_TEXTE À ANALYSER_
Sophie Heine défend l’intérêt pour la gauche de transformation sociale d’inclure le libéralisme politique, l’universalisme et le réformisme à son arsenal idéologique.   

Oser penser à gauche

 

Chercheuse en science politique à l’Université Libre de Bruxelles, Sophie Heine publie un ouvrage pour aider la gauche à formuler une idéologie mobilisatrice. La crise morale dont elle est victime, la désaffection qui la touche alors même que la doctrine néolibérale s’effondre… tout cela serait en effet surmontable, à la condition de reconquérir une hégémonie culturelle. Au-delà des dimensions programmatique et organisationnelle, la gauche de transformation sociale aurait donc surtout besoin d’une "vision du monde différente"   , au sein de laquelle s’articuleront des idéaux, des intérêts sociaux et des propositions concrètes qui existent déjà. La proposition de Sophie Heine consiste à réhabiliter les concepts de "libéralisme", "cosmopolitisme" et "réformisme". Alors qu’ils sont actuellement rejetés par la plupart des courants de la gauche radicale, la séduction réelle qu’ils exercent est liée à un potentiel d’émancipation détourné et falsifié par la "minorité dominante". C’est pourquoi, sous peine d’être incomprise par une société qui a changé, la gauche aurait tout intérêt à se les réapproprier et à les transformer en "outils précieux pour la lutte sociale"   .

[Éléments stockés]

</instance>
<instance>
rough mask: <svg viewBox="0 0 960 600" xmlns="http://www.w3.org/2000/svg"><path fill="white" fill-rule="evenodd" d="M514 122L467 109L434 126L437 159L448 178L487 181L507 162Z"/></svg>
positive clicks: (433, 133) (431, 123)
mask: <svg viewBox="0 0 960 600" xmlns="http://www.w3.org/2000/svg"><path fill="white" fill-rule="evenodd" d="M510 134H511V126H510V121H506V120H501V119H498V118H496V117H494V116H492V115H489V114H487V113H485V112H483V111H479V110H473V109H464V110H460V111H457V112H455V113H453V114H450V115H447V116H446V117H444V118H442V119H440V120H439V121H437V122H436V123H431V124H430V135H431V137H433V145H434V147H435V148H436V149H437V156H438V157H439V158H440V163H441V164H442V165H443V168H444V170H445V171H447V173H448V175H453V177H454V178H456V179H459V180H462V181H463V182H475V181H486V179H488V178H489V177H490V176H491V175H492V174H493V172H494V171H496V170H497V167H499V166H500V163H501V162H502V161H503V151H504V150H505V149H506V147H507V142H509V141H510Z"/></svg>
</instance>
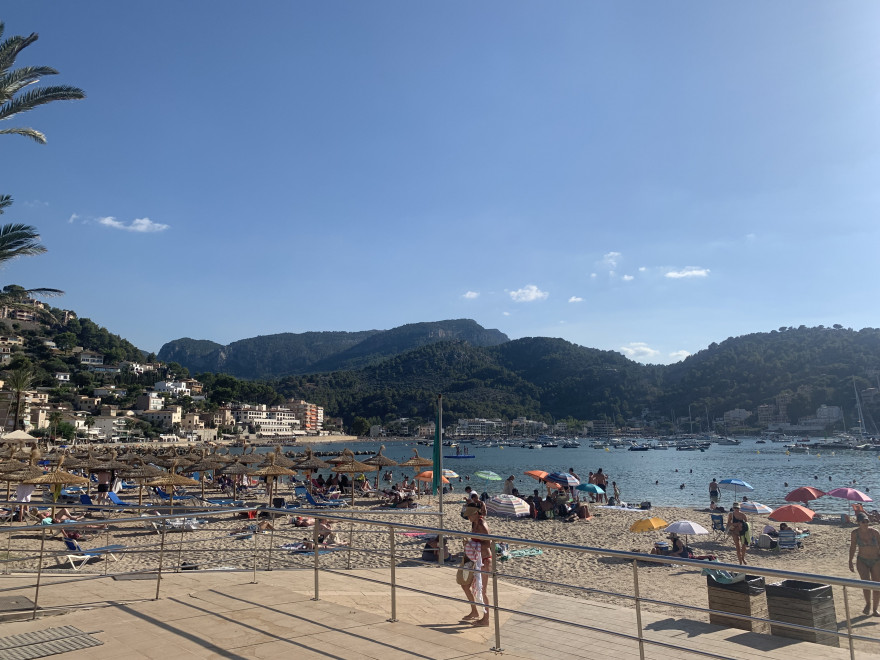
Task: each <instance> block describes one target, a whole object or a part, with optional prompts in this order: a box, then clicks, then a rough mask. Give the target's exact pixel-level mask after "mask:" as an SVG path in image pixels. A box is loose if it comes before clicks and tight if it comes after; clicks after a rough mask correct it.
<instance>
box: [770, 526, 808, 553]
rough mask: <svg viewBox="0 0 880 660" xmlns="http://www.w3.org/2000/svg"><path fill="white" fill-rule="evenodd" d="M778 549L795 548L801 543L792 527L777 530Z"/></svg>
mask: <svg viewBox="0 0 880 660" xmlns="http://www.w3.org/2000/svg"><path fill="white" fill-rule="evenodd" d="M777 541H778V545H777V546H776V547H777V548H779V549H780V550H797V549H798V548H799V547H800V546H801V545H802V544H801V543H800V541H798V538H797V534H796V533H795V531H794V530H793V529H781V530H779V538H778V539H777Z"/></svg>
==
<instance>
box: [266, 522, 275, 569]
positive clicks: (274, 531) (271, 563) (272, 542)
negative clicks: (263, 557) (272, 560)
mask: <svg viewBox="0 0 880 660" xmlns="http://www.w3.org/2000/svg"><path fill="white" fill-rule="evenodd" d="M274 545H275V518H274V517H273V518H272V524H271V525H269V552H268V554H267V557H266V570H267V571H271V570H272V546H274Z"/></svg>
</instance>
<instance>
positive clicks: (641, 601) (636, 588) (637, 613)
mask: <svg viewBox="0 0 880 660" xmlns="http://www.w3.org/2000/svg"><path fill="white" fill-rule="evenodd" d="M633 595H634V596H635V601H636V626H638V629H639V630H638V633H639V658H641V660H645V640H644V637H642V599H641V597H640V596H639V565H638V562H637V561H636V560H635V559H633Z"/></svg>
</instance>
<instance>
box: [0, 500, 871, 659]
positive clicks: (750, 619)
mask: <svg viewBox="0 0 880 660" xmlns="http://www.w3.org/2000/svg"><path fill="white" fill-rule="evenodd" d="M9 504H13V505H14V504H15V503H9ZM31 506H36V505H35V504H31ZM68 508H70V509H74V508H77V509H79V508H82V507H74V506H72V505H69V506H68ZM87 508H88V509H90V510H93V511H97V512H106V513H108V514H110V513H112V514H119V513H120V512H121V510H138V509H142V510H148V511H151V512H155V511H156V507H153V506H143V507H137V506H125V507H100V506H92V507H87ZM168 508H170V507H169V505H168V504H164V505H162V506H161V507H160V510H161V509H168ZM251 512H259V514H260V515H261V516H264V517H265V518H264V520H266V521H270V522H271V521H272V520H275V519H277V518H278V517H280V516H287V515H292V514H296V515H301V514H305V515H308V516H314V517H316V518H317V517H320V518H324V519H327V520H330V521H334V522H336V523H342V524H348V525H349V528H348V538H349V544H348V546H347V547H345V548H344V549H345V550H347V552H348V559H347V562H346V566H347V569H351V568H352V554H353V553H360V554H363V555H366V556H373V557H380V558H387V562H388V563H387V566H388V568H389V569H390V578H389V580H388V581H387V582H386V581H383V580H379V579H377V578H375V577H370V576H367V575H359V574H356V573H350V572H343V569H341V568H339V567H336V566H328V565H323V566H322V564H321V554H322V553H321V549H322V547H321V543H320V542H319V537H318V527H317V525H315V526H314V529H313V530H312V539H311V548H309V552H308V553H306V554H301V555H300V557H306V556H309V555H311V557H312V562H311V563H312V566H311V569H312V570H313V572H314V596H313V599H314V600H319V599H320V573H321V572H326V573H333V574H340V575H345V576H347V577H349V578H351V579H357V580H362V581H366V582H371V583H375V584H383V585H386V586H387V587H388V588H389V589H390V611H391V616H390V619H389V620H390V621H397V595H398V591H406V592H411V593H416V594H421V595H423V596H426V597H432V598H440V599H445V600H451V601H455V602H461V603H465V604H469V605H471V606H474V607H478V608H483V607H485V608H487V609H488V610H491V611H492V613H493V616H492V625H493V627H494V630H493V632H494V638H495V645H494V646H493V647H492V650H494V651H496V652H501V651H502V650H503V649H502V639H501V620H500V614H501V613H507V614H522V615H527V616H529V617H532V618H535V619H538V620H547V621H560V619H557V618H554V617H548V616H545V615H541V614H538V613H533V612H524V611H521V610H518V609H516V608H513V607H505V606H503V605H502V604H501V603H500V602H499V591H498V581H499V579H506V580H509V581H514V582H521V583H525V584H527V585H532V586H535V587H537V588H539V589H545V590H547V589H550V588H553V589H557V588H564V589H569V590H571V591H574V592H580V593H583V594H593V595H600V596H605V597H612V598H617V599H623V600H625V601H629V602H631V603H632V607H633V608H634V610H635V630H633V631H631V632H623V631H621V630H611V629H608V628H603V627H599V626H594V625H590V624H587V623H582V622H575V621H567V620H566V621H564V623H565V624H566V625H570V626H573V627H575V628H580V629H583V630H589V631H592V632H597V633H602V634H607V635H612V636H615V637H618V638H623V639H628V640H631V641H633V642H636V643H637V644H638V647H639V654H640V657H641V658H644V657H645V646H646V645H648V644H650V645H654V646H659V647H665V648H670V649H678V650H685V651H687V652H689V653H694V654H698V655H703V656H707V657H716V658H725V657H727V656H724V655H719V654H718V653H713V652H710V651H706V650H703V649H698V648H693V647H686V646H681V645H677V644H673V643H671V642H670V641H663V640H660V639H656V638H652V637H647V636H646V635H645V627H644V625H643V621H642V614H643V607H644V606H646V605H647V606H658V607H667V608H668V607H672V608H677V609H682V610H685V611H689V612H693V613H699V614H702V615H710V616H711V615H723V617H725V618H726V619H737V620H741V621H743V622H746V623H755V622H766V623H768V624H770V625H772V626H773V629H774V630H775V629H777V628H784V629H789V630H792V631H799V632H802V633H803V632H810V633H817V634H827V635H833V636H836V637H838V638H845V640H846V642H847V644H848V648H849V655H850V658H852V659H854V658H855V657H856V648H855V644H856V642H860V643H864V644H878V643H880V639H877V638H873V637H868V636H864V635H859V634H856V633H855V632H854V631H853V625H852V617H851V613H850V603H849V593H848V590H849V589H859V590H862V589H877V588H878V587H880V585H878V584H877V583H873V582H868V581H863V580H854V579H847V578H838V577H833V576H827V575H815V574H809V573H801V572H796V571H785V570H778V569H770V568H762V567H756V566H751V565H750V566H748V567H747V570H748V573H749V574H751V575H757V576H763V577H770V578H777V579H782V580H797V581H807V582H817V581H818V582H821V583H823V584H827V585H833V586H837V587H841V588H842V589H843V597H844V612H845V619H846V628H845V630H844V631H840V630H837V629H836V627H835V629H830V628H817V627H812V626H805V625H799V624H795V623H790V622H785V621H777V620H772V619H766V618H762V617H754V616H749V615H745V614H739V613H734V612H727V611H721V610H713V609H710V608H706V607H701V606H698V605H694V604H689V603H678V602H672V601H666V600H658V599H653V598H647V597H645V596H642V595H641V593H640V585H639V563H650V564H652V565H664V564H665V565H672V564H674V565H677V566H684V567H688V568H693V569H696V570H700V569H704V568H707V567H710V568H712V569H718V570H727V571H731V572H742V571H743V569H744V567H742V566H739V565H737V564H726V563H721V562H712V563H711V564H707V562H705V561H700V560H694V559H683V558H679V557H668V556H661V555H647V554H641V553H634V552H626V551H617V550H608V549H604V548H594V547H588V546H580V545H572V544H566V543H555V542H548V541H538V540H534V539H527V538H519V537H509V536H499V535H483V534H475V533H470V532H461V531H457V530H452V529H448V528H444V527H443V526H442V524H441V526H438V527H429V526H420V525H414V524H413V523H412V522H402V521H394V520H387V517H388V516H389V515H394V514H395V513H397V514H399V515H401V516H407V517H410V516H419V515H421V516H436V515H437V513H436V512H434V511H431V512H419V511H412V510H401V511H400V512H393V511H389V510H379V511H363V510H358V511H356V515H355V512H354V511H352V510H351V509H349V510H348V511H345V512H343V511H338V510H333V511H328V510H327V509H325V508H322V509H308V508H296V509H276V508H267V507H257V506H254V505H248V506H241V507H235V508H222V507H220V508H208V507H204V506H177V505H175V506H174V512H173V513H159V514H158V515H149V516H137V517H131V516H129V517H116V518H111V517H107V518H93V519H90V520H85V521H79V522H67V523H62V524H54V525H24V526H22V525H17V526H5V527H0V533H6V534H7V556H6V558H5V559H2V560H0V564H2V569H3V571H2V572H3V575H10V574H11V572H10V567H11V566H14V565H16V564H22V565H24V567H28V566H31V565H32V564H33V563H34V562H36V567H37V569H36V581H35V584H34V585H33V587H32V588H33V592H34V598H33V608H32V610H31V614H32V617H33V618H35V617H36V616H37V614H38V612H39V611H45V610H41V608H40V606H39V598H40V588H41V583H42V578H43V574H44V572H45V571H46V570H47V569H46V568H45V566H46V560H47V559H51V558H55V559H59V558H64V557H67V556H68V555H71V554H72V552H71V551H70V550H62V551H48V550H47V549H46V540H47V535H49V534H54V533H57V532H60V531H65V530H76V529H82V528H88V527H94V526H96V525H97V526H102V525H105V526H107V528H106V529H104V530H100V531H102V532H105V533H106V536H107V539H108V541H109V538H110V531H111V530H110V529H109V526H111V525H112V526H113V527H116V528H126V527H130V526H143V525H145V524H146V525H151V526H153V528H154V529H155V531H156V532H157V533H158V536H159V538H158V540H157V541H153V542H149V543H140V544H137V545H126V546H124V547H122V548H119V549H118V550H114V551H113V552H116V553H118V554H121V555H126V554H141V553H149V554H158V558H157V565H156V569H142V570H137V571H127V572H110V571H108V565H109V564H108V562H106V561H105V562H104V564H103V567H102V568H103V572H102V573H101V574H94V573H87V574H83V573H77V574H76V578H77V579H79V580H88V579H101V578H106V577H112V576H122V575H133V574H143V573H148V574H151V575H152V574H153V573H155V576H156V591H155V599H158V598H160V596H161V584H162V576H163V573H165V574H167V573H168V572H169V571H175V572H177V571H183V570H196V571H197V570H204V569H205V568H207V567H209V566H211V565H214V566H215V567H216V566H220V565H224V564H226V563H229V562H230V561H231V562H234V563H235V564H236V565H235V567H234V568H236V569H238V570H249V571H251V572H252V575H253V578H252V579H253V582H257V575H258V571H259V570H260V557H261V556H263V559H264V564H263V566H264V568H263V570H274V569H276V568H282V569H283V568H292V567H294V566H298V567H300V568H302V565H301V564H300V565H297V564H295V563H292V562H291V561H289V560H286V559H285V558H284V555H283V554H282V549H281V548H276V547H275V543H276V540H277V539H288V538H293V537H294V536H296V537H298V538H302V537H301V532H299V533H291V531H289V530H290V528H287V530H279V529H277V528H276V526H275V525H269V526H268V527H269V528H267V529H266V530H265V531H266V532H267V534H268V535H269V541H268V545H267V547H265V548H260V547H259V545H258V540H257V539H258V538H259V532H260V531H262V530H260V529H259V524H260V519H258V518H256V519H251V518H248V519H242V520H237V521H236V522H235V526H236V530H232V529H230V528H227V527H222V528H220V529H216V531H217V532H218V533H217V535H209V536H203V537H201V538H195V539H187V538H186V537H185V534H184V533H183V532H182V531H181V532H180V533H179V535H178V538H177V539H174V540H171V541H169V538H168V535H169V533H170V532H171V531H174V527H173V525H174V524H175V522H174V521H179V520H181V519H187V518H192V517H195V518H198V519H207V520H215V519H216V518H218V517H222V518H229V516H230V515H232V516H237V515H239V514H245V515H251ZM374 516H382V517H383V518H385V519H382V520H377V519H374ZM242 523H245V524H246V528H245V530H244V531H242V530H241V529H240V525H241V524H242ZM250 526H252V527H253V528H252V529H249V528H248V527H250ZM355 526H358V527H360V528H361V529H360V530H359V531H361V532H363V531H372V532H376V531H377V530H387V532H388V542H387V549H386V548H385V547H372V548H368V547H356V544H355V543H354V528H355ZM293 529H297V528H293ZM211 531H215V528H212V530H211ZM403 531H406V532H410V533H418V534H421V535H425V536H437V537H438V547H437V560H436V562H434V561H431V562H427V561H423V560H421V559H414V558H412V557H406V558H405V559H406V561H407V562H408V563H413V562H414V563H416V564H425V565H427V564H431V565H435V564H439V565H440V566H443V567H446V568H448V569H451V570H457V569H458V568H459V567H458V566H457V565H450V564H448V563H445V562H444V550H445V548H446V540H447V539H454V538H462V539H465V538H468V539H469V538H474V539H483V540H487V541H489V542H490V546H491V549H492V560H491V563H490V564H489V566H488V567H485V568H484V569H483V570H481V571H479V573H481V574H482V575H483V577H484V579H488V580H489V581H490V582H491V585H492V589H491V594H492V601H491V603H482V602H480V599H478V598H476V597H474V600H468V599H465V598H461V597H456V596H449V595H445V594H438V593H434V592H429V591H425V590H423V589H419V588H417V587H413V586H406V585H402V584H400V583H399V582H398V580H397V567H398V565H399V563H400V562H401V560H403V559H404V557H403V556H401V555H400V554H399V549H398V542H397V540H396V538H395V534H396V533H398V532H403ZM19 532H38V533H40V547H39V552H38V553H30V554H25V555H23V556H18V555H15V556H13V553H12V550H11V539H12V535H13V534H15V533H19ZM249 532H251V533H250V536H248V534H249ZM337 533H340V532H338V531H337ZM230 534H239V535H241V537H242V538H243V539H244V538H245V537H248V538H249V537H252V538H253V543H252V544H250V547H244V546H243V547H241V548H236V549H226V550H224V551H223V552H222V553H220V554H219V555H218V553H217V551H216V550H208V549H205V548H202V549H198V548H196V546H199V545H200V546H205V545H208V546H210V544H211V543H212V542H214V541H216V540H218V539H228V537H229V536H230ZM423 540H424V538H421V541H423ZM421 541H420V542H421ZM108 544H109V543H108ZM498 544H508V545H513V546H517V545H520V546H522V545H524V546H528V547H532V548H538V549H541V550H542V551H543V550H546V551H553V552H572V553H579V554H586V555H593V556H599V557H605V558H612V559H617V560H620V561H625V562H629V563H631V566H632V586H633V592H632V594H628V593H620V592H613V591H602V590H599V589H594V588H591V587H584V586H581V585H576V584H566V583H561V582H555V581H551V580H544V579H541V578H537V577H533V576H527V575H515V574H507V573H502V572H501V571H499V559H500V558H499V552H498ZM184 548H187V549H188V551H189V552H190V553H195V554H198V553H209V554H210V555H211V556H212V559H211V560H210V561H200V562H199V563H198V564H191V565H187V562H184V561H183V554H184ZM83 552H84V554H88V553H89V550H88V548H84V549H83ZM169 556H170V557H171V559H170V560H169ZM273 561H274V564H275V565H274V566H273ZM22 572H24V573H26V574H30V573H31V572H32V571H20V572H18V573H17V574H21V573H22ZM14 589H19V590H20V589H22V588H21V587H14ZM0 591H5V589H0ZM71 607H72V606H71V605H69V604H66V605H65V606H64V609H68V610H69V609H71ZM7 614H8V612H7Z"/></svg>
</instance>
--
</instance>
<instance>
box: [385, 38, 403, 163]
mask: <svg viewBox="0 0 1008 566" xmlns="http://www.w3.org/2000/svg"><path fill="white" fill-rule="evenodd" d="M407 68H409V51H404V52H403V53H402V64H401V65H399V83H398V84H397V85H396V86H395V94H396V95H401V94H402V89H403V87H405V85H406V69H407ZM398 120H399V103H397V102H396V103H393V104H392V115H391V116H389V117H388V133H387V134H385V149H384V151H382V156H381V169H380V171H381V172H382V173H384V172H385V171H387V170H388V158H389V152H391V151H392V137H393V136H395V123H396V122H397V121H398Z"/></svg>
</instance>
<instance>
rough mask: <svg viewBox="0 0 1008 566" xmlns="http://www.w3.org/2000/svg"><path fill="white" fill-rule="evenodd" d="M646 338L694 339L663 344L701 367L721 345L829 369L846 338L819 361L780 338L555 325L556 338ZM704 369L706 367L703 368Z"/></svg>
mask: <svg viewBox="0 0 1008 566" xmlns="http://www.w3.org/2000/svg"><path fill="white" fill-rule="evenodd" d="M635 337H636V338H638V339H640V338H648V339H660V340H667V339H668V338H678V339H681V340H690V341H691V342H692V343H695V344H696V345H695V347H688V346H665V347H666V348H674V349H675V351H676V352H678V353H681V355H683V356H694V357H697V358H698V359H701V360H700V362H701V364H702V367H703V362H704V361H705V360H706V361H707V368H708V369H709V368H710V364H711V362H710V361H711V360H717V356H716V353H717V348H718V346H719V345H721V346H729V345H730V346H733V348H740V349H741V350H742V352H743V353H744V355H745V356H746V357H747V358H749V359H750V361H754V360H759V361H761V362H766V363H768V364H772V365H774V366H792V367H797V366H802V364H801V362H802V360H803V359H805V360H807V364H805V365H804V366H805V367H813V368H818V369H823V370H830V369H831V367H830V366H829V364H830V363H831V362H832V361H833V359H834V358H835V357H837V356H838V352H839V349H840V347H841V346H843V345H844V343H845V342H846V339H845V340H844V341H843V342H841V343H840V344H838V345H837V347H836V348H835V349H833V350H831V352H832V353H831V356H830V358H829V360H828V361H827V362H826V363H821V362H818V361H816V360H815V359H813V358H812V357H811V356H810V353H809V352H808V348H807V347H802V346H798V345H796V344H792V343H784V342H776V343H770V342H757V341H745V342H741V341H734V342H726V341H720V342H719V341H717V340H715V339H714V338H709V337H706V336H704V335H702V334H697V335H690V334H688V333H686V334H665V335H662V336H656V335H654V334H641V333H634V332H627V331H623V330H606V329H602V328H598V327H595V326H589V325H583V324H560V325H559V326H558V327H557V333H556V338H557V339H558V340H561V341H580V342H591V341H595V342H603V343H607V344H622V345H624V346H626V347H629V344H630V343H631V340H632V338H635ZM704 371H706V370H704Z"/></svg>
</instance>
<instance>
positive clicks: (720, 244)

_EXERCICES_
[1] D'après le texte sur l'ouvrage de Sophie Heine, dans quelle université cette chercheuse travaille-t-elle ?
[2] Prolongez le texte sur l'ouvrage de Sophie Heine à partir de sa dernière phrase.

_RÉPONSES AUX EXERCICES_
[1] À l'Université Libre de Bruxelles.

[2]
 

Le potentiel émancipateur du libéralisme politique

 

Alors que la théorie de la justice sociale de John Rawls est devenue le nec plus ultra des adeptes d’un libéralisme progressiste, Sophie Heine n’hésite pas à s’y attaquer, jugeant que les principes rawlsiens aboutissent à disqualifier les projets de transformation sociale, "en sacralisant la propriété privée et en justifiant certaines inégalités sociales"   . Décrivant ensuite les rapports au libéralisme des différentes traditions de la gauche, elle en relève les ambiguïtés et en conclut que si la défense du libéralisme politique est nécessaire, le libéralisme économique est à combattre. En effet, si le premier consiste à défendre l’émancipation individuelle, cela implique une lutte contre l’arbitraire du marché et pour la garantie de droits sociaux étendus. D’où l’intervention nécessaire des pouvoirs publics pour agir sur les cycles économiques, corriger la répartition des revenus, et poser des bornes à la sphère concurrentielle.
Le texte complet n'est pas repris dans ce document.